--- Begin RECORDS FOR THE EXERCISE ---
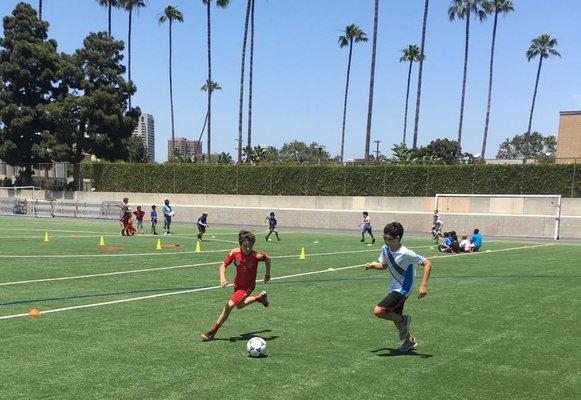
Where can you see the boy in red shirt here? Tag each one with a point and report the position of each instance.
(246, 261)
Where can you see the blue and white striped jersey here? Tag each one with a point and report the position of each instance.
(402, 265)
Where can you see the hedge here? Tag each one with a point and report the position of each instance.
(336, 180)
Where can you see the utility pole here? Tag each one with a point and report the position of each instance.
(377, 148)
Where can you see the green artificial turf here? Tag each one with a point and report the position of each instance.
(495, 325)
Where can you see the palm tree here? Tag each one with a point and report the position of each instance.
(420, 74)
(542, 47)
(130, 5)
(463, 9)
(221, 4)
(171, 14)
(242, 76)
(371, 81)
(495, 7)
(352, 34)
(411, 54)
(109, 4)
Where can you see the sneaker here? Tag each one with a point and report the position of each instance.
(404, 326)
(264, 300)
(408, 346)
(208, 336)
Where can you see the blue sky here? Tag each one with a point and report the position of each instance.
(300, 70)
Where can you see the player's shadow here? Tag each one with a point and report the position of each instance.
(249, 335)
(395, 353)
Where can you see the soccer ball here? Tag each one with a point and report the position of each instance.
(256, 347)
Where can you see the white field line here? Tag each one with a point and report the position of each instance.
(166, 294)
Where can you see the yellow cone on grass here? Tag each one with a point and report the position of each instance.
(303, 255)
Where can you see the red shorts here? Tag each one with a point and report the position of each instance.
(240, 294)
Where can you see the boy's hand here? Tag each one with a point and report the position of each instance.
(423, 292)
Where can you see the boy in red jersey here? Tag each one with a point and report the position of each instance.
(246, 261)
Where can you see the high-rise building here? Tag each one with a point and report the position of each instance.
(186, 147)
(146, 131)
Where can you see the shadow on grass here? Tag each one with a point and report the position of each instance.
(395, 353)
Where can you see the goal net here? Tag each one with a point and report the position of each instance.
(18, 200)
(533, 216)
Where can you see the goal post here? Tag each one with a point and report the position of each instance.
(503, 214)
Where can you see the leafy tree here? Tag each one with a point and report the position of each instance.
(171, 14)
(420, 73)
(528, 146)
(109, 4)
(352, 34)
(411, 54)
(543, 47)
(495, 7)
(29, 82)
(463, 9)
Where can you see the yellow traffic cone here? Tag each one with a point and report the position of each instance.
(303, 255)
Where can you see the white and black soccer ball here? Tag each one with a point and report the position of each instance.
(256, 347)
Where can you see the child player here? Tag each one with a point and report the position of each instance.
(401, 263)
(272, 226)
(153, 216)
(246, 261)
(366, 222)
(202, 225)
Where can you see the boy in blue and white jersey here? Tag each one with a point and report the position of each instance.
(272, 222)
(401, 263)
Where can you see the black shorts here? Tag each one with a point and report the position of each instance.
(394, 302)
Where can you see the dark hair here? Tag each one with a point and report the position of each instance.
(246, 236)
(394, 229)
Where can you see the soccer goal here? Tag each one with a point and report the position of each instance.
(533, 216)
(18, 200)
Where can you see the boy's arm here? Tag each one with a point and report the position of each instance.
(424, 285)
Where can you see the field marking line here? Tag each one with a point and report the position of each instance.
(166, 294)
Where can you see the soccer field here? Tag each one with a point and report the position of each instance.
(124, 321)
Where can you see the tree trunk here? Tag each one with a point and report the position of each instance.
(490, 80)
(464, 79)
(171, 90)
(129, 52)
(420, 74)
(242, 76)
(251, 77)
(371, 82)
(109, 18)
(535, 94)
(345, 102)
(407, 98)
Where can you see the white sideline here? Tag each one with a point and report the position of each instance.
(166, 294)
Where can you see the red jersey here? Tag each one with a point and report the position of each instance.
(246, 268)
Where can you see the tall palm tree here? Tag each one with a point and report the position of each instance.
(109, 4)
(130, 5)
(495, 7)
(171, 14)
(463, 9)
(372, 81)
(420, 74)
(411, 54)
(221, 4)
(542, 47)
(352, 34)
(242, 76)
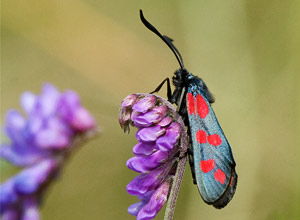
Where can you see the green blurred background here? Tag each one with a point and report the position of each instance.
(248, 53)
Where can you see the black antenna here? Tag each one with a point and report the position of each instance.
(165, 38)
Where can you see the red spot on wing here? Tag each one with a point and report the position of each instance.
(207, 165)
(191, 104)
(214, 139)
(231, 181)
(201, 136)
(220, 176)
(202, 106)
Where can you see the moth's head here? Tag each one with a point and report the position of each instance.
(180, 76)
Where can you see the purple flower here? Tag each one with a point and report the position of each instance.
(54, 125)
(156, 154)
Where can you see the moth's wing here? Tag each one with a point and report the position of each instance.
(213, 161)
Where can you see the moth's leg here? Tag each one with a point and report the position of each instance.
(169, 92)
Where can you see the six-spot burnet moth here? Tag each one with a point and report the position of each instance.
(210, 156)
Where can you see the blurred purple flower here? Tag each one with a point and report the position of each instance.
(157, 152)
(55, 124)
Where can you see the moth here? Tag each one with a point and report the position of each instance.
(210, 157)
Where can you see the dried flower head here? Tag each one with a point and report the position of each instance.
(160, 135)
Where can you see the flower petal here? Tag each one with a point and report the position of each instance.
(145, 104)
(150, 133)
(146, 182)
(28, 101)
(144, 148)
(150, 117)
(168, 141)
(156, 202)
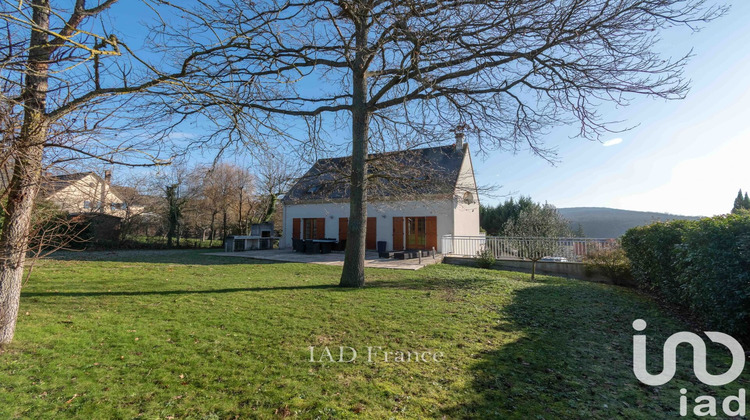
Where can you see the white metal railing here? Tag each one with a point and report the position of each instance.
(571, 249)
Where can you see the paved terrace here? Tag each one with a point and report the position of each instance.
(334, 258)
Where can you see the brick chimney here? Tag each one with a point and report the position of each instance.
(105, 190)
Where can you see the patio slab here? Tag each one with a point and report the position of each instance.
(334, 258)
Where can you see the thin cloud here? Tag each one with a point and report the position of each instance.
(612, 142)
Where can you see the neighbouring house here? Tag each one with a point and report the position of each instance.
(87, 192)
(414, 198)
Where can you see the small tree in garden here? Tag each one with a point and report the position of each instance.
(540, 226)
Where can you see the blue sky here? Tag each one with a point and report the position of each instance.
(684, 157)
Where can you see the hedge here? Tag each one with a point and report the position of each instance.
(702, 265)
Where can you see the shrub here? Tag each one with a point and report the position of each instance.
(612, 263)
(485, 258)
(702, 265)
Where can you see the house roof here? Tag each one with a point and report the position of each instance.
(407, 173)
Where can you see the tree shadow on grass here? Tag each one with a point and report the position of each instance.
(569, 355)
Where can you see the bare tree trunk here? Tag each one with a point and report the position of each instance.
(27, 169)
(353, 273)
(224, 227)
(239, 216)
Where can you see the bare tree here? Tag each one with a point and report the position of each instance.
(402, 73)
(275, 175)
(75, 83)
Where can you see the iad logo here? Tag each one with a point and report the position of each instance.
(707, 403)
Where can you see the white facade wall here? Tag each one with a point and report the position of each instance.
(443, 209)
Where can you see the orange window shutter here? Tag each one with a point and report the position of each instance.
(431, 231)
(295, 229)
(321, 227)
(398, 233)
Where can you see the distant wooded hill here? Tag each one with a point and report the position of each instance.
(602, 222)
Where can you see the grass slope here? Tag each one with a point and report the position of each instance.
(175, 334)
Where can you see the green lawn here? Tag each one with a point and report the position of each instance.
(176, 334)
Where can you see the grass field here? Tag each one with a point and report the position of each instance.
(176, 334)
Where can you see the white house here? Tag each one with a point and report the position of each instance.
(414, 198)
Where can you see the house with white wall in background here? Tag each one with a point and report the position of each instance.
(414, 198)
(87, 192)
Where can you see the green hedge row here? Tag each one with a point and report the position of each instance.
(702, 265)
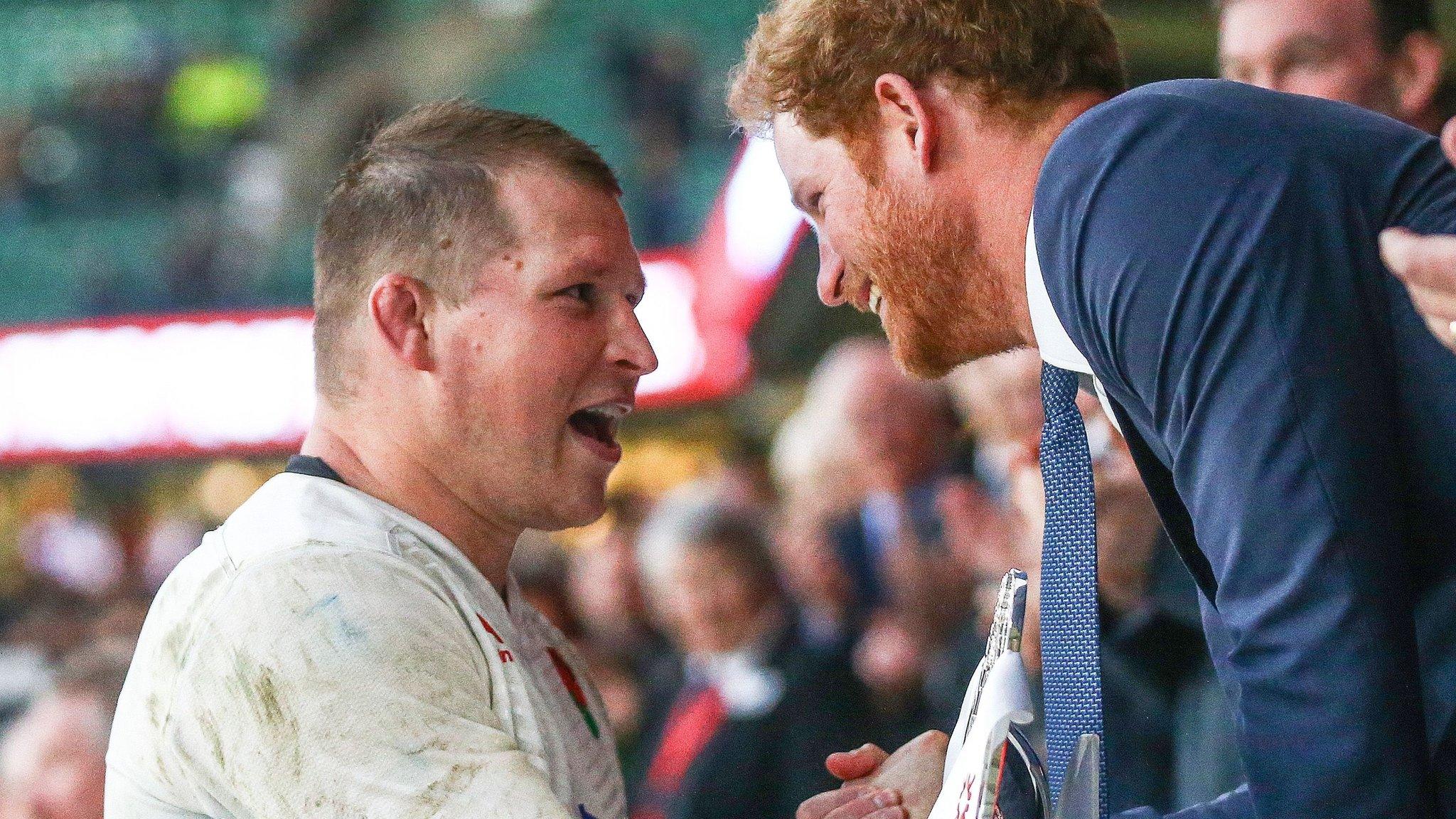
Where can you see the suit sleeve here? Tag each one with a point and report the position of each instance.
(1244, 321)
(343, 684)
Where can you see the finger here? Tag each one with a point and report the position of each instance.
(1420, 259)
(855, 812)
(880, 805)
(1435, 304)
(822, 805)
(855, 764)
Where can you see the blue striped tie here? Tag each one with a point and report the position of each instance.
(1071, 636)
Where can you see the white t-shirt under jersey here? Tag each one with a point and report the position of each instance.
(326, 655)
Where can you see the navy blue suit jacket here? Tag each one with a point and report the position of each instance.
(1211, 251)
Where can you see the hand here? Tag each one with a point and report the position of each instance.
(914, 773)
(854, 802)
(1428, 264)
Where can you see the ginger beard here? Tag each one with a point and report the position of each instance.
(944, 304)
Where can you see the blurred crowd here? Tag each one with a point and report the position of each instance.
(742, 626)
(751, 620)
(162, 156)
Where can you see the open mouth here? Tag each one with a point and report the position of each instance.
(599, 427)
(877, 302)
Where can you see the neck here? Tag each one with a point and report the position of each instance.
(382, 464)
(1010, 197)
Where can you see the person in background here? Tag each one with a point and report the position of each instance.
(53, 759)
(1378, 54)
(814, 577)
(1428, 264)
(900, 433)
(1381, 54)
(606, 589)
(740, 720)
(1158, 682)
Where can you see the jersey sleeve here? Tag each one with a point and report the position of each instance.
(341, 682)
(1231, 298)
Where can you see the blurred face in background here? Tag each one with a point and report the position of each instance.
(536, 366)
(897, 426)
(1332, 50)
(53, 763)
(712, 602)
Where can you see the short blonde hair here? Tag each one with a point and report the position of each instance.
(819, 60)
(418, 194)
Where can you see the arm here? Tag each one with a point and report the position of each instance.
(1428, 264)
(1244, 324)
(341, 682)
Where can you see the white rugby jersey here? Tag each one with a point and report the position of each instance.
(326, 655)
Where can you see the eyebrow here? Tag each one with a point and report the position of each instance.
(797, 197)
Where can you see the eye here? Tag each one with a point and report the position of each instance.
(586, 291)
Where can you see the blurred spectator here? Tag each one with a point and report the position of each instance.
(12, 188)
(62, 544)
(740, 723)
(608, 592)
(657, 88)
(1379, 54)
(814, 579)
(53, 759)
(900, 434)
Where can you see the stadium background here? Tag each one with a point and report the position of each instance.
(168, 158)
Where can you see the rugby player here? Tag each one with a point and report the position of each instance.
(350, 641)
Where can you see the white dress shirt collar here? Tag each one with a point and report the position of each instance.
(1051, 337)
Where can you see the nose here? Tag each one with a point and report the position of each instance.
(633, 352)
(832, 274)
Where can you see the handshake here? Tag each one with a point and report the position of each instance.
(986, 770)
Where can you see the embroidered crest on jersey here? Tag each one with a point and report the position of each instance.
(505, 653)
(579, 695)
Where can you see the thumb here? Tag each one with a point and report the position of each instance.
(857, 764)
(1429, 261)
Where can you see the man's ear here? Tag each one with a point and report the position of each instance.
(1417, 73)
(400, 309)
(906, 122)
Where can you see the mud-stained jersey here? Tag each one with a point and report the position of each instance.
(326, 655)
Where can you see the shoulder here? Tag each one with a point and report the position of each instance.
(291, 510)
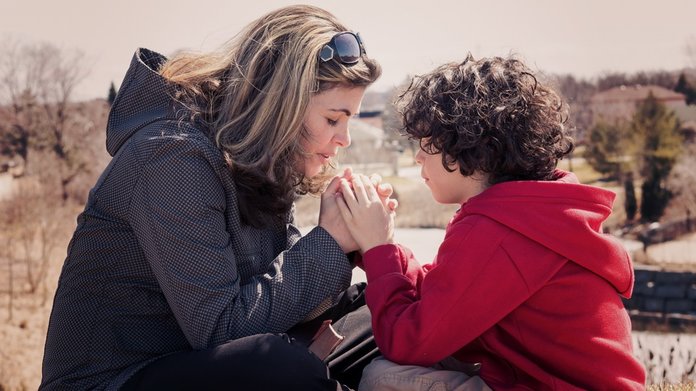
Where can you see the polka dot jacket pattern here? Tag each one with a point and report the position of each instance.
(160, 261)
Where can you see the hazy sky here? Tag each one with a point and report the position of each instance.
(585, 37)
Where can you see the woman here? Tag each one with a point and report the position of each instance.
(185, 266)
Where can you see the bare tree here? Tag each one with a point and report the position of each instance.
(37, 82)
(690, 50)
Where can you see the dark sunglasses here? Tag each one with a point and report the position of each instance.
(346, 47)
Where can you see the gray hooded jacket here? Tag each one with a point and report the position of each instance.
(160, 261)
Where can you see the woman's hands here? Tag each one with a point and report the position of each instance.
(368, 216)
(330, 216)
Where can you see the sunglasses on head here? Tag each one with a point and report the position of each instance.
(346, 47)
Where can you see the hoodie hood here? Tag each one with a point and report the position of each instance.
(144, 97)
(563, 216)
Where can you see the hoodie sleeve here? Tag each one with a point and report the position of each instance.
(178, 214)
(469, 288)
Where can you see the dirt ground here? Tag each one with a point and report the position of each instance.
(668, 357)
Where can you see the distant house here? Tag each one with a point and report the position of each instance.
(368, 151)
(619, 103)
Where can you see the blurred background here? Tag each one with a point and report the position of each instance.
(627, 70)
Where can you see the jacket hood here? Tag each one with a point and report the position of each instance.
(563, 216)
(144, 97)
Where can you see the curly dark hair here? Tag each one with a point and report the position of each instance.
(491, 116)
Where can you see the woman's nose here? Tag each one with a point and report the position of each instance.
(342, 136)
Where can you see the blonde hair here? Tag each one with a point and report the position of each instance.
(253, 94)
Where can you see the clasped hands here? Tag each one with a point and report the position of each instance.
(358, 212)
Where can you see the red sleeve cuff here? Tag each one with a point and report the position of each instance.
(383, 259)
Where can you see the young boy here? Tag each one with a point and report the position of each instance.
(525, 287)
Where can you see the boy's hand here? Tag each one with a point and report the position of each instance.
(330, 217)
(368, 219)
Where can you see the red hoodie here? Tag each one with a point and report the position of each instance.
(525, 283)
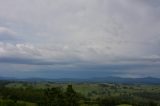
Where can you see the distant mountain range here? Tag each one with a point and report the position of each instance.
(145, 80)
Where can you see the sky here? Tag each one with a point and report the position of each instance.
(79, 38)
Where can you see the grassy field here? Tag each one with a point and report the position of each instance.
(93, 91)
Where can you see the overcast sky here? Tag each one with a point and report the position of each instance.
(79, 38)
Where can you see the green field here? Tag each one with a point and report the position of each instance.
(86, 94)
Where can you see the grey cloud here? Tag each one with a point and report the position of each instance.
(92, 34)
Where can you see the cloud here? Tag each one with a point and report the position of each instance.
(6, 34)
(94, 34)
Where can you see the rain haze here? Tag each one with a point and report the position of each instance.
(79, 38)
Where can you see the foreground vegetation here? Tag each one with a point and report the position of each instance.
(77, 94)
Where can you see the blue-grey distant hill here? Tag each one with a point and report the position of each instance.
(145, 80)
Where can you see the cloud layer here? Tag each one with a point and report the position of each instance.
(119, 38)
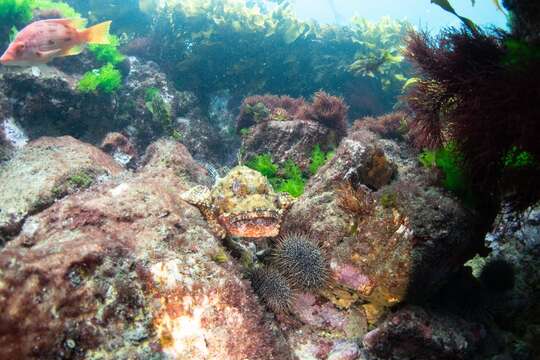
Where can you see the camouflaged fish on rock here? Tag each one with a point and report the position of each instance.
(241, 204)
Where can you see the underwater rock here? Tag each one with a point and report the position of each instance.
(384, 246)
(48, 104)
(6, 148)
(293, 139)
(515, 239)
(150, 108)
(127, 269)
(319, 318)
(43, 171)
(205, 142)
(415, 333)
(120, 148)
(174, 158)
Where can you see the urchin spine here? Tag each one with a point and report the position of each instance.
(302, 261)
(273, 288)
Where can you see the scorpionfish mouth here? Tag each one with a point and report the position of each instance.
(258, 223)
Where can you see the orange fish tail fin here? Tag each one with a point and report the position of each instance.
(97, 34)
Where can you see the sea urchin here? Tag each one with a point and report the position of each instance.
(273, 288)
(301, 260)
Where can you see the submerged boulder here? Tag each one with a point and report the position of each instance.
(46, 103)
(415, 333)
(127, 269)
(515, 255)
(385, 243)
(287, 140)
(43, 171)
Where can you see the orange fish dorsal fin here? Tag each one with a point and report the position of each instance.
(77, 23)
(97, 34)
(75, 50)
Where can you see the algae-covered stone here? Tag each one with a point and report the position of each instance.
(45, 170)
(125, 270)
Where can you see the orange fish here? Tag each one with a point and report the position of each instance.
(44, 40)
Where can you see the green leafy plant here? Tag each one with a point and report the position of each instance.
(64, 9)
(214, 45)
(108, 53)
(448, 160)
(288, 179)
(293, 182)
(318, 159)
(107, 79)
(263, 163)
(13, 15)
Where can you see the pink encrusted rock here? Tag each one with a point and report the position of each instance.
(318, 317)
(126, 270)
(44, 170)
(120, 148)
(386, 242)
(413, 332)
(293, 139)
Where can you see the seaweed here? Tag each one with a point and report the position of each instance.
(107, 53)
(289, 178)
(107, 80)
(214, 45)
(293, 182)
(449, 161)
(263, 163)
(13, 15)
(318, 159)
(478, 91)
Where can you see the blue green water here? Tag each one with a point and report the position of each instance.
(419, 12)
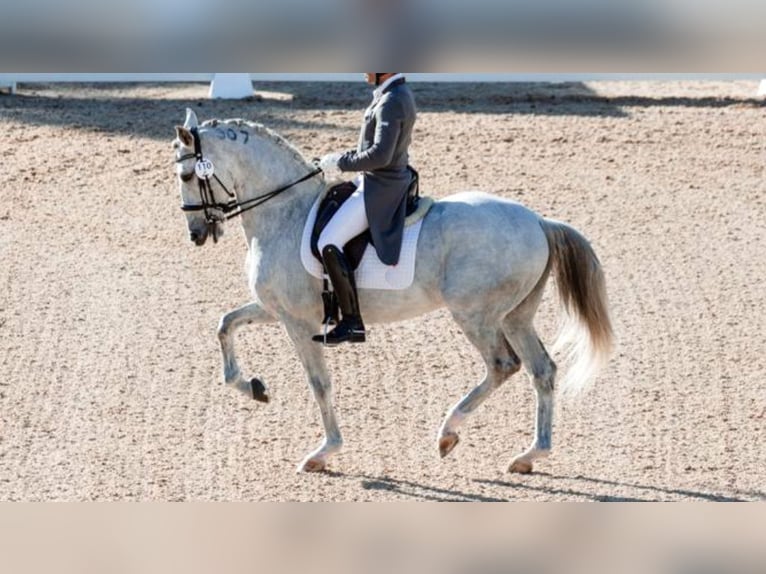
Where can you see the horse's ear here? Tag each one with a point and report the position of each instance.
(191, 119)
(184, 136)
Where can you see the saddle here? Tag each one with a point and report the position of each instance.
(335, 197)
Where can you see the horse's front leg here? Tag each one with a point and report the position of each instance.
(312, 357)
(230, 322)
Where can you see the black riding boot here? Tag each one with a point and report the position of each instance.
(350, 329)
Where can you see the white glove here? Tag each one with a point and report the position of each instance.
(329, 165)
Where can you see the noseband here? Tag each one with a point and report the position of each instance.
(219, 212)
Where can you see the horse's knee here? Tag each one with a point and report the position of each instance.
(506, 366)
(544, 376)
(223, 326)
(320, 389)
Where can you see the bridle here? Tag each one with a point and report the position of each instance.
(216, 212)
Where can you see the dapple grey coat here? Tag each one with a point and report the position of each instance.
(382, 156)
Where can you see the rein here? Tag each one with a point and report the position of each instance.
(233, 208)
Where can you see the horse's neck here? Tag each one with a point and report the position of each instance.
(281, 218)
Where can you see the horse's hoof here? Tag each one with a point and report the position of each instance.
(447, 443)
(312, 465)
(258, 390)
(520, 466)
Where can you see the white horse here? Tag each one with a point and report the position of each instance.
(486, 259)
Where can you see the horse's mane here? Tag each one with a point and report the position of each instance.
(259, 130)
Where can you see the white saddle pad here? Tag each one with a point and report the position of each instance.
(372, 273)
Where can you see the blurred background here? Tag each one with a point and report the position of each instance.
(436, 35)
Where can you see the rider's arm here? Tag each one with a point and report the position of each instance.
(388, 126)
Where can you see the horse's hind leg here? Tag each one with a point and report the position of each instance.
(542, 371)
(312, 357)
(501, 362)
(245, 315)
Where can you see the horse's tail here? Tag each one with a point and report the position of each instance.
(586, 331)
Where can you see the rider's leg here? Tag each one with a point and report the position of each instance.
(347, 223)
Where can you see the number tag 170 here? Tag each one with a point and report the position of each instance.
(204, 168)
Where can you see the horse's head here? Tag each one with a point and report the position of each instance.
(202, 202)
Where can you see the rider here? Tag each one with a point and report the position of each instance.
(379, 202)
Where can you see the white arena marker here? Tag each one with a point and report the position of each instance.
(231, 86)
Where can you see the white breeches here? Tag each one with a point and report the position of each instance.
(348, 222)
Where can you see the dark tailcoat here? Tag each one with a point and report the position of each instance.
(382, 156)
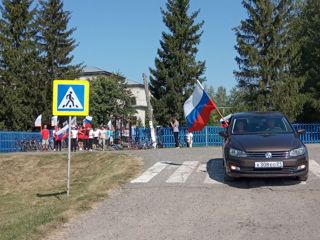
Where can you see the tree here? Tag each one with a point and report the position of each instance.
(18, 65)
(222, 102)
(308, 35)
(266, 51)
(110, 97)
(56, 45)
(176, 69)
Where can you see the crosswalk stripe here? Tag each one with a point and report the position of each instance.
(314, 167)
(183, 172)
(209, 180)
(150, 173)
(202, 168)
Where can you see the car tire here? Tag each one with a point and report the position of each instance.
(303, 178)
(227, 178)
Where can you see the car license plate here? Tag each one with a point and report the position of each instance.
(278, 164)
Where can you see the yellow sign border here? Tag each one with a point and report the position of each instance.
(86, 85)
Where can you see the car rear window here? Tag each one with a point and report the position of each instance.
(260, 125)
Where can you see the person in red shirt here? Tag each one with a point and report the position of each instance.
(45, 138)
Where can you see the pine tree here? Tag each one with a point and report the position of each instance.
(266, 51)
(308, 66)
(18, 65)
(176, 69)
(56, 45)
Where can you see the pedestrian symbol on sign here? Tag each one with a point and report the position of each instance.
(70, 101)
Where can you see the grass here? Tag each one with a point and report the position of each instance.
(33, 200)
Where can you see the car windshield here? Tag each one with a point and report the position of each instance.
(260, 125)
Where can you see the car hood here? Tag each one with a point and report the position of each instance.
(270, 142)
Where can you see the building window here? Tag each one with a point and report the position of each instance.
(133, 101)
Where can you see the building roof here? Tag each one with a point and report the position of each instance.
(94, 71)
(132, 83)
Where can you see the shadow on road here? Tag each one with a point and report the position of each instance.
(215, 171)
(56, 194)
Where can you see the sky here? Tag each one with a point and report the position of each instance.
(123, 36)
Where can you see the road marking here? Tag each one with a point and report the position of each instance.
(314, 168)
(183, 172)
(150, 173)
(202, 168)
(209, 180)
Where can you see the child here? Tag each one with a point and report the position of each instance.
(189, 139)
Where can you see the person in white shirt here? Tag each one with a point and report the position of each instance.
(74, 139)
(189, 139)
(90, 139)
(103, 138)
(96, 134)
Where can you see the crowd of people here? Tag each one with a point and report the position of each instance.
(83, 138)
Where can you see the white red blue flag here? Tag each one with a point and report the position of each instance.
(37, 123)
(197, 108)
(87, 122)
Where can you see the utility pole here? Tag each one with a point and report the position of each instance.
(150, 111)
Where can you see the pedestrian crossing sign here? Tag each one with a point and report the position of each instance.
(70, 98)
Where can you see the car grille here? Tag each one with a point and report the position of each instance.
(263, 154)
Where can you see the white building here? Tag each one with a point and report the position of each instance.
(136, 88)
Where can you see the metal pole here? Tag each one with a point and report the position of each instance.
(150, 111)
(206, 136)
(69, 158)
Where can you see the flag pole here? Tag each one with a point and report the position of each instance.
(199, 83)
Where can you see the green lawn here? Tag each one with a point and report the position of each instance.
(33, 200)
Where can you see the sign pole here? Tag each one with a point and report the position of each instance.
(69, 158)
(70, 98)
--- End RECORDS FOR THE EXERCISE ---
**STATED PROBLEM:**
Exactly reproduce the lines beginning with the one that contains "Where can you see the child here?" and ending with the last line of the material, both included. Leave out everything else.

**EXERCISE SOLUTION:**
Where can you see the child here? Tag each one with a point and report the position of each instance.
(189, 139)
Where can you see the person in white shirt here? Tag each one with a point and report the position of each instance.
(74, 139)
(189, 139)
(90, 139)
(103, 138)
(96, 134)
Where can you see the crowd of people here? Tag each one with a point and report the position of each instance.
(83, 138)
Where can you see the white red blue flag here? Tag each one with a point and report the position of each instance.
(37, 123)
(197, 108)
(87, 122)
Where can you see the utility pole here? Tag each one with a point and report the position of each instance.
(150, 111)
Where can you see the pedestrian crossing sign here? Tag each one with a point and report the position of each instance.
(70, 98)
Where can you see the car grille here? Tag each one with a point and report the position of each instance.
(263, 154)
Where can you see the white building here? Tag each one with a point and report the position of each instance.
(136, 88)
Where can you see the metal pole here? Tag each one with a point and report the position of each instance.
(150, 111)
(206, 136)
(69, 158)
Where can you see the flag pole here? Tag each one with a point and report the position of each instance.
(199, 83)
Where can you see the green lawn here? Tag each one with a point and report the position of each instance.
(33, 200)
Where can you see the sign pole here? Tag each one with a point and report the position of each instance.
(69, 158)
(70, 98)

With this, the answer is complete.